Exercise requirements -> An exact transcription is needed, starting with the line that contains "Target: small pink blossom" and ending with the last line of the records.

Top of Data supplied

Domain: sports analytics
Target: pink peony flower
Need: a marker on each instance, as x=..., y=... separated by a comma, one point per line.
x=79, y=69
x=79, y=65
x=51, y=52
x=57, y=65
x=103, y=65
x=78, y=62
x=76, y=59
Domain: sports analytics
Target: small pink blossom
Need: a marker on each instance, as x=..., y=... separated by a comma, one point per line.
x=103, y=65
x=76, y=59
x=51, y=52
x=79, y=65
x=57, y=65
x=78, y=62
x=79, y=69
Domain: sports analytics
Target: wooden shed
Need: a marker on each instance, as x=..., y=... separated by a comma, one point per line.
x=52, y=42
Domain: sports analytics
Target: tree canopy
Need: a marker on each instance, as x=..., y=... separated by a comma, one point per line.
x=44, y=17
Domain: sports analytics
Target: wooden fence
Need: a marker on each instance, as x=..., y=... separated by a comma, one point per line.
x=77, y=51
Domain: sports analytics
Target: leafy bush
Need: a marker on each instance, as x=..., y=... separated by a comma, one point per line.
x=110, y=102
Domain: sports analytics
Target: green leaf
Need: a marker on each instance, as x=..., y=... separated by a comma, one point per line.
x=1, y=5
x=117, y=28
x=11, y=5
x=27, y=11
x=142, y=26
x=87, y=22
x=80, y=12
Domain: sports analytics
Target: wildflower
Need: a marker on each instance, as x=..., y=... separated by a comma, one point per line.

Bottom of Data supplied

Finished exercise ->
Target: small pink blossom
Need: a marker on each instance, as x=..., y=... separated by a comma, one point per line.
x=103, y=65
x=76, y=59
x=51, y=52
x=79, y=65
x=57, y=65
x=78, y=62
x=79, y=69
Domain: sports analytics
Target: wooden shed
Need: a marker on each instance, as x=..., y=... separated by a comma, one point per line.
x=52, y=42
Domain: sports analytics
Target: tree canopy
Need: a marker on each instance, as x=..., y=... separated by a comma, one point per line.
x=44, y=17
Domain: sports analytics
Target: wooden fence
Need: a marker on each instance, as x=..., y=... separated by a comma, one point per line.
x=77, y=51
Domain: sports analytics
Target: leafy bush
Need: a marker on each instance, as x=..., y=... separated by a comma, one point per line.
x=110, y=102
Domain: sports analytics
Target: green leaf
Need: a marker on each instance, as x=..., y=... separated by a comma, one point per line.
x=1, y=5
x=117, y=28
x=11, y=5
x=27, y=11
x=142, y=26
x=87, y=22
x=80, y=12
Domain: sports analytics
Target: wildflower
Need: a marker on each instance, as x=..., y=... separated by a comma, one point per line.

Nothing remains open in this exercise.